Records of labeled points
+ + + +

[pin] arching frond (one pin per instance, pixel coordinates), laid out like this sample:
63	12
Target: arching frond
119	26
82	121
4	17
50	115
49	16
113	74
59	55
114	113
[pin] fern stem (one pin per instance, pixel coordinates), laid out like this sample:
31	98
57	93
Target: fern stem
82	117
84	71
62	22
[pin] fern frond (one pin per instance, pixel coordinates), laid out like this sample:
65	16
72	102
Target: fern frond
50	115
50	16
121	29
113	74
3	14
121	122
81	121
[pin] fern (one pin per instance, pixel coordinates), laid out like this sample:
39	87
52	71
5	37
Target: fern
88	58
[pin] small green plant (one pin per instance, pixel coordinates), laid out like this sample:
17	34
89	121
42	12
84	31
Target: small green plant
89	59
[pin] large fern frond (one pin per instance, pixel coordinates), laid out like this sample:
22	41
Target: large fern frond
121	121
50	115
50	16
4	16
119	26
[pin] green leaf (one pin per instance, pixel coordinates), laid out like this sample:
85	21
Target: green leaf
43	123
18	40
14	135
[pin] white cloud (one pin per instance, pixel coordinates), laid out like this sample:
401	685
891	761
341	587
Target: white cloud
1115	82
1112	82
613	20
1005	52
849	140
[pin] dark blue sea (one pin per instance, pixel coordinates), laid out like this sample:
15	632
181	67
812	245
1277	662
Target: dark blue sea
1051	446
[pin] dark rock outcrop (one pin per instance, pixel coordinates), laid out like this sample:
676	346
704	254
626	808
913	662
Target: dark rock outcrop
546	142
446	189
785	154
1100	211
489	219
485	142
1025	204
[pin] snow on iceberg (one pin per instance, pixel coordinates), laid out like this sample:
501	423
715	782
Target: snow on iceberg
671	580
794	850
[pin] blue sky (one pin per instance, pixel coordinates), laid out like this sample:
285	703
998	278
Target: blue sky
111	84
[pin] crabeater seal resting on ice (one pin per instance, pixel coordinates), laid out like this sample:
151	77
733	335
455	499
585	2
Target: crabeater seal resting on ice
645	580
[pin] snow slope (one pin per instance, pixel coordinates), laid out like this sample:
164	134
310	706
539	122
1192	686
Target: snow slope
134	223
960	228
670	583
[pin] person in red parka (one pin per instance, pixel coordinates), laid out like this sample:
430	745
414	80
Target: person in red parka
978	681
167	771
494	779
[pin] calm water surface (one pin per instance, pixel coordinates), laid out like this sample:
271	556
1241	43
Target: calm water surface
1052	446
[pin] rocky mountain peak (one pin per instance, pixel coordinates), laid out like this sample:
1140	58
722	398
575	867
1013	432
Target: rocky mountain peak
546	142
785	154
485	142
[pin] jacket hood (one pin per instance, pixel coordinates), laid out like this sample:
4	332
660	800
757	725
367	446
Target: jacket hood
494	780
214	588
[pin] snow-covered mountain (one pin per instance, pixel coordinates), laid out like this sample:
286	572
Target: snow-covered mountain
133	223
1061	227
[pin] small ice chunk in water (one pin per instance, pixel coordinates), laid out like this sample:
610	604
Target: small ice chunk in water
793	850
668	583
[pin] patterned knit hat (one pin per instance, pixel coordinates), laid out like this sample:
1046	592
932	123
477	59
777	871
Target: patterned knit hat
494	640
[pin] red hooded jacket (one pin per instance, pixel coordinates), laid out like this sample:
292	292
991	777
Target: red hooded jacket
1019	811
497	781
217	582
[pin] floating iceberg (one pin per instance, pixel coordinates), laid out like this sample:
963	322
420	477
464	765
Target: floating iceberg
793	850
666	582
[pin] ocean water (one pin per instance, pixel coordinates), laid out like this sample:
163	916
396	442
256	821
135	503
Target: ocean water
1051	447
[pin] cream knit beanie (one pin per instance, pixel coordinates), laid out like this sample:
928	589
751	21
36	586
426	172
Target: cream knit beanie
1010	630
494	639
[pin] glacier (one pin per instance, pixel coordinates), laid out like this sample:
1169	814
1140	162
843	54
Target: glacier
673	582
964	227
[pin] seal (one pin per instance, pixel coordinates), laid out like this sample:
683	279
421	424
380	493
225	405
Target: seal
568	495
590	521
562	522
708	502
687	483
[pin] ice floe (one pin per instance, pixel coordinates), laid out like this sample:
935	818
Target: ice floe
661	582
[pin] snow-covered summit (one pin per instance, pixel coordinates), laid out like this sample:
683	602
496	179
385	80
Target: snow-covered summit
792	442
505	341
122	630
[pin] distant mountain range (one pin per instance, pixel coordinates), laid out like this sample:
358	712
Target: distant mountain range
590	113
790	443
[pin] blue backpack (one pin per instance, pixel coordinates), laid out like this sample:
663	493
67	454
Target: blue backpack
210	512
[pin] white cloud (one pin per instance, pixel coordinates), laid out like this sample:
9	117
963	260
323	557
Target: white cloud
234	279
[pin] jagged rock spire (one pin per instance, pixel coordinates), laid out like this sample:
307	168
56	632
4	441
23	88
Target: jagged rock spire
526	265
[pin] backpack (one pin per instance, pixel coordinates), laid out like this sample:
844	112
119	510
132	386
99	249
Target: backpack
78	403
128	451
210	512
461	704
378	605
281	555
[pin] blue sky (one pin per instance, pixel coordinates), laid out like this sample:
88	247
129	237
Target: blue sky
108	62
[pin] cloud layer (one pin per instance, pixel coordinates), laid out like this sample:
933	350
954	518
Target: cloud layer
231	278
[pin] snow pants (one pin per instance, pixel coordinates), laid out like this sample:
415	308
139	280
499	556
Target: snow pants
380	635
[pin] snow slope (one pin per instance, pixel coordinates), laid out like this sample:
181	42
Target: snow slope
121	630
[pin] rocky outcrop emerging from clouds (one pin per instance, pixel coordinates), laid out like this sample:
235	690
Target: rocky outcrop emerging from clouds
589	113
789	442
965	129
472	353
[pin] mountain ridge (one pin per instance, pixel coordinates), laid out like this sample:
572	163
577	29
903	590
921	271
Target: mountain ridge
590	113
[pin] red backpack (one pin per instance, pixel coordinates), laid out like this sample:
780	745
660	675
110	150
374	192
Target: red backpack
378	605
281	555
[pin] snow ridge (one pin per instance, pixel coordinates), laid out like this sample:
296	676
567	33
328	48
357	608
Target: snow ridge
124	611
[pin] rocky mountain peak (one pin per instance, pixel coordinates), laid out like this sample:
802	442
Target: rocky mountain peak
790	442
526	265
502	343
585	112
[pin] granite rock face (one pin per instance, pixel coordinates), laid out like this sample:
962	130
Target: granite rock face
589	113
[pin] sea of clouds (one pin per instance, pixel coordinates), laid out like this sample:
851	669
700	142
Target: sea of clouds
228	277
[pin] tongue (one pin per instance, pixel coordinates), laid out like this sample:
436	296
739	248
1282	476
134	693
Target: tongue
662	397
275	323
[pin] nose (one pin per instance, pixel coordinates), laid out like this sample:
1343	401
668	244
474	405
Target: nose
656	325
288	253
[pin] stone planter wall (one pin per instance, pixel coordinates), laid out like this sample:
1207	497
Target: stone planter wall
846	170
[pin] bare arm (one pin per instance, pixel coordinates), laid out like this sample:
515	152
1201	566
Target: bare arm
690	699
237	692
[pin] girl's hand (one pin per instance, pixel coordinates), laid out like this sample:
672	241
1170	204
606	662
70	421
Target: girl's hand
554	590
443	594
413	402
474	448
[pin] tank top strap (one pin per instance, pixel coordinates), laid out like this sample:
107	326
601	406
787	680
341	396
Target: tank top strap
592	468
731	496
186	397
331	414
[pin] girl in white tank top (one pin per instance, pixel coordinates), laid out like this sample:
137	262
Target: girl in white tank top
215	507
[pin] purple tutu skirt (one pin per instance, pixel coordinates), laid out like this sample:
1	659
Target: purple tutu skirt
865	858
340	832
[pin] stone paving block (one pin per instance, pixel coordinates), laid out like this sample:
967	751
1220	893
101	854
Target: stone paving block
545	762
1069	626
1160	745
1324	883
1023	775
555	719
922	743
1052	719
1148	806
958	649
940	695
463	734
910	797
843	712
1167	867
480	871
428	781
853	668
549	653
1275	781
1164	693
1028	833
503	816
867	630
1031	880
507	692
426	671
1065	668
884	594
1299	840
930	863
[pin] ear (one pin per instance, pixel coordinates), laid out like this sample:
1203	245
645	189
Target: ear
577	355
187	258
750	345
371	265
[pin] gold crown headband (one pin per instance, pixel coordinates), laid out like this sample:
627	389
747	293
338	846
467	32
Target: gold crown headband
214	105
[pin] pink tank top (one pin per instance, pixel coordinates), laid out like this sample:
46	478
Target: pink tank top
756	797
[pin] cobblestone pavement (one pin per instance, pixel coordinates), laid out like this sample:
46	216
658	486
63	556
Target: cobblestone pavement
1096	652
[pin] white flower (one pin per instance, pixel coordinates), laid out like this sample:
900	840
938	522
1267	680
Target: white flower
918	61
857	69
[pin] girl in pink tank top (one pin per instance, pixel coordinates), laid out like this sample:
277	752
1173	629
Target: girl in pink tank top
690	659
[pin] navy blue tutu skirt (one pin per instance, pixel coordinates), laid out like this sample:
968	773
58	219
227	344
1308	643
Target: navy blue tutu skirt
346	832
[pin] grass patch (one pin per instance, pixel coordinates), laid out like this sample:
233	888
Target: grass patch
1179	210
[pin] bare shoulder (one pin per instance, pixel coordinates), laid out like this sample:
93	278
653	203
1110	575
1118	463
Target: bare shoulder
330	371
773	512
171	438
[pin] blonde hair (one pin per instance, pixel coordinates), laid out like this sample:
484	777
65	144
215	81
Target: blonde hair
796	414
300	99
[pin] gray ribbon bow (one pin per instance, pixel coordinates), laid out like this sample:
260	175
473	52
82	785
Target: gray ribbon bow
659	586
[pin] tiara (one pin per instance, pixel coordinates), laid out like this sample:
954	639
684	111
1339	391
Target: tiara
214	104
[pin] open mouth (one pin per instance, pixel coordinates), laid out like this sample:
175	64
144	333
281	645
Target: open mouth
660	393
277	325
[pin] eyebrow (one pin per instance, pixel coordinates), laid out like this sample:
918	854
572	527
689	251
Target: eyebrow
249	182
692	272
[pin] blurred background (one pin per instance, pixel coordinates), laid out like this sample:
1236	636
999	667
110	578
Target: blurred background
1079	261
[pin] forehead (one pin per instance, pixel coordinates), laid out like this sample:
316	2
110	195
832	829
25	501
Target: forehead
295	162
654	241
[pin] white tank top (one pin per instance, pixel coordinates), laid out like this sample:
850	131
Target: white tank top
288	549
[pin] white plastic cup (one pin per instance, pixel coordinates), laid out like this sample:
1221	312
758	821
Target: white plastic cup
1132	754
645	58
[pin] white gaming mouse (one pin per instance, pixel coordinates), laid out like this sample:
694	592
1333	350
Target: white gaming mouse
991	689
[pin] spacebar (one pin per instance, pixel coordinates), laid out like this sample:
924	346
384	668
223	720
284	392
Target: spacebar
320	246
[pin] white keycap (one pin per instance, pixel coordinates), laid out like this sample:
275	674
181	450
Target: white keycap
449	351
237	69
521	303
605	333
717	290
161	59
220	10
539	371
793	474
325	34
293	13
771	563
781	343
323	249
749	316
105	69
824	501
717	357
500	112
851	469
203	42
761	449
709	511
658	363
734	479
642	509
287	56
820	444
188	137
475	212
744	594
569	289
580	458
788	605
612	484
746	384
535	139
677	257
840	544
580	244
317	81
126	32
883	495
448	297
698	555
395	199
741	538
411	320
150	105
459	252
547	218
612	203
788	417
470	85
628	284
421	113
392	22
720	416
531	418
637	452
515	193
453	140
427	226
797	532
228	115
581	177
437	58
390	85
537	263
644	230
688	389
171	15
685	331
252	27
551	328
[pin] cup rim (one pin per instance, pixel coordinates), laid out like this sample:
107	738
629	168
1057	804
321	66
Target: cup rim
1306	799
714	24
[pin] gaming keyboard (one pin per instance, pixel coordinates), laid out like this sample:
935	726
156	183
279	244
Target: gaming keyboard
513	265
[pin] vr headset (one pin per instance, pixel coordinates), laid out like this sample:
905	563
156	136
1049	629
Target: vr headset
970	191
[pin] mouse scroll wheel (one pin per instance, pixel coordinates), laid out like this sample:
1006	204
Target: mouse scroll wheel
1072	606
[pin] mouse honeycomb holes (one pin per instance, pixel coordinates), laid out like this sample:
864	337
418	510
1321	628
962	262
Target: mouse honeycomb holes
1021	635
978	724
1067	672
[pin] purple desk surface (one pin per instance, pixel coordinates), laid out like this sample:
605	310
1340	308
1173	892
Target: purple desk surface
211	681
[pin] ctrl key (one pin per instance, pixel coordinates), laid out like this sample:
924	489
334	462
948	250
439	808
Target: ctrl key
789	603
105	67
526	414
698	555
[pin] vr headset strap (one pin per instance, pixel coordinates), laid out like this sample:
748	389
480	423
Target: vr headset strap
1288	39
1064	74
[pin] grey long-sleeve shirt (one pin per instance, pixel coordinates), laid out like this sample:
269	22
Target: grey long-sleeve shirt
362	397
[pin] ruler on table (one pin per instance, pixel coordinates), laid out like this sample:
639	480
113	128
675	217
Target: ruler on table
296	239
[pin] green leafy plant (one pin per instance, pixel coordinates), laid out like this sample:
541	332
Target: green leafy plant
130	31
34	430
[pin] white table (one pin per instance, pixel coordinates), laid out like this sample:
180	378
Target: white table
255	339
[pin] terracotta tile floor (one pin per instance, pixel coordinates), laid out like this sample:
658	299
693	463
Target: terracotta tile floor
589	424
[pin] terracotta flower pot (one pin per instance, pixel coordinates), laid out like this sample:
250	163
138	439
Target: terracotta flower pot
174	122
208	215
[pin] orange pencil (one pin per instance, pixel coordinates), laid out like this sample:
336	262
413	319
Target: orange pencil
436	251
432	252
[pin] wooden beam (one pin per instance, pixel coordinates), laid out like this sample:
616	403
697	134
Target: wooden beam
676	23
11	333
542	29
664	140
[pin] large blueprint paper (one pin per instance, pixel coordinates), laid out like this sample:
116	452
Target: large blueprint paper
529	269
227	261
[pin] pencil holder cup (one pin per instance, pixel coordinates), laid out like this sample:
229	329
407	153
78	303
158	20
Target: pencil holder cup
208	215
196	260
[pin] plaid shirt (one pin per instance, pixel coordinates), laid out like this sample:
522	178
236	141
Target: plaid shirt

+ + + +

--- Task instructions ---
Copy out everything in the records, from the line containing "[pin] grey long-sleeve" down to the end of the records.

--- Response ---
[pin] grey long-sleeve shirt (one pin per instance, pixel coordinates), laid out like this sample:
269	22
Target: grey long-sleeve shirt
362	397
[pin] ruler on table (one pin per instance, pixel coordinates), laid out like this sample:
639	480
113	128
675	217
Target: ruler on table
296	239
[pin] green leafy plant (one pin per instance, pixel coordinates), laid out like this sample:
541	332
Target: green leafy plant
130	31
34	430
[pin] white table (one pin per instance, pixel coordinates), laid out like this sample:
180	378
Target: white table
255	339
[pin] terracotta tile floor (one pin per instance, pixel coordinates), laid out like this sample:
658	299
693	463
Target: terracotta tile floor
589	424
[pin] terracotta flower pot (one pin per instance, pixel coordinates), laid out like this sample:
250	163
138	439
Target: terracotta flower pot
174	122
208	215
[pin] orange pencil (one pin per instance, pixel coordinates), laid out like this sample:
336	262
413	319
Target: orange pencil
436	251
432	252
[pin] wooden beam (one pin per instance, pixel coordinates), laid out like this sample:
616	403
697	134
Target: wooden beam
676	23
11	333
542	29
664	140
[pin] large blueprint paper (one pin per instance, pixel coordinates), laid out like this sample:
116	452
Target: large blueprint paper
529	269
227	261
[pin] pencil holder cup (one pin per instance, pixel coordinates), laid out like this sample:
229	329
407	153
78	303
158	20
Target: pencil holder cup
208	215
196	260
[pin] plaid shirt (one pin per instance, pixel coordinates), laid out like this sample:
522	178
236	141
Target: plaid shirt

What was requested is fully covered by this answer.